# EXERCISE DETAILS
Find each line in the entries below that contains the string "shorts" and copy it out. The match is case-sensitive.

=== DATASET RECORDS ===

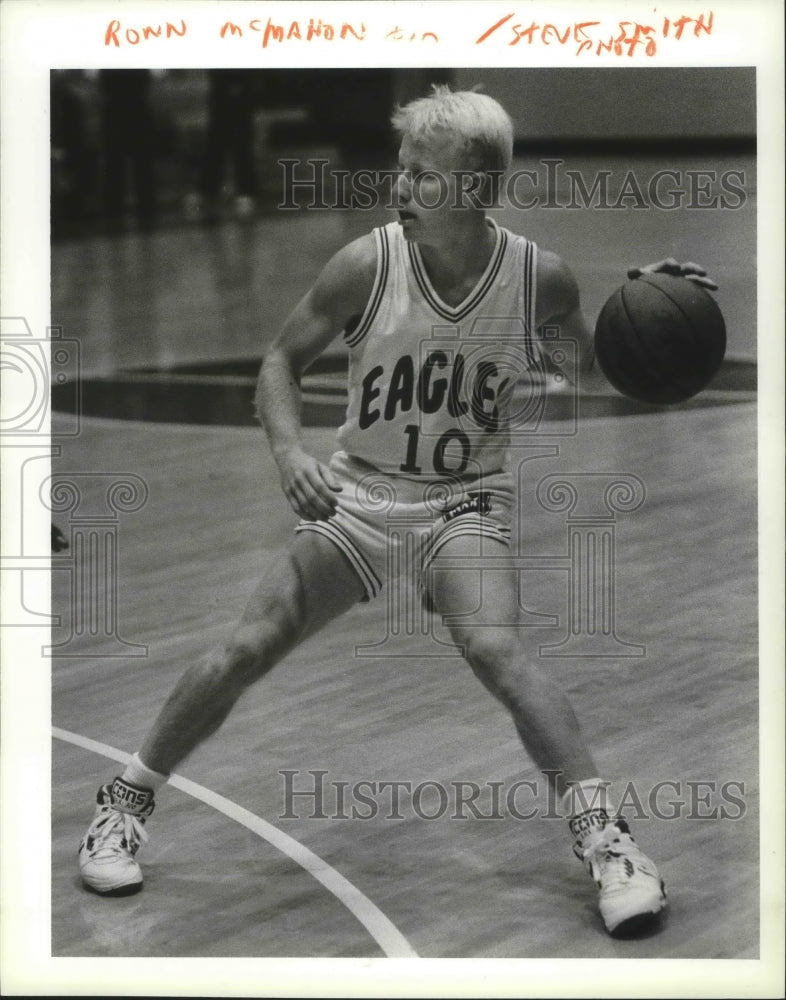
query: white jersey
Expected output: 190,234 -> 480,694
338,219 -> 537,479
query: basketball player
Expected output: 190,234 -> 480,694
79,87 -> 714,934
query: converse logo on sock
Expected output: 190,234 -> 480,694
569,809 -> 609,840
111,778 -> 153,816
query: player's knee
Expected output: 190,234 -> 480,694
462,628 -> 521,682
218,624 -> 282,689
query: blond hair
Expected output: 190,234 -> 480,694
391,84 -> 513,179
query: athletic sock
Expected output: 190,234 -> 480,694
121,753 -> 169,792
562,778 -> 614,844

===
=== DATASET RECORDS ===

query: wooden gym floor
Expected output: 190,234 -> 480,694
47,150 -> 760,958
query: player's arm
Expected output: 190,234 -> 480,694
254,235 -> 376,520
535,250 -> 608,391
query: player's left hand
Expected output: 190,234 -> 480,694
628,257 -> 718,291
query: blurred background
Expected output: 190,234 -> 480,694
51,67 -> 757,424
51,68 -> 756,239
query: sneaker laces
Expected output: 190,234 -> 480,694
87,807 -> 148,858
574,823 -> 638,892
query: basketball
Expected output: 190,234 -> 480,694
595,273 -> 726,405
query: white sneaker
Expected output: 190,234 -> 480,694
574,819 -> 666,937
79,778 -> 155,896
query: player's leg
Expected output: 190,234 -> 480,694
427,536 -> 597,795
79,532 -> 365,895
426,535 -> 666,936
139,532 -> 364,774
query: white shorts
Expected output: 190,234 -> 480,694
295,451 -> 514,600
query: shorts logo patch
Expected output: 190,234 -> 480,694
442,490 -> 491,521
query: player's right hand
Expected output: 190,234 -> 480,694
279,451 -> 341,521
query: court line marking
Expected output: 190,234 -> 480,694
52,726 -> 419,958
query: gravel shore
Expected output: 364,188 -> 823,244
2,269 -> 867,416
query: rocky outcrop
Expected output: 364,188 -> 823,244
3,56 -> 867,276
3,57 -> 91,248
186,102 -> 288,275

===

# COMPLETED TASK
query: white shorts
query: shorts logo patch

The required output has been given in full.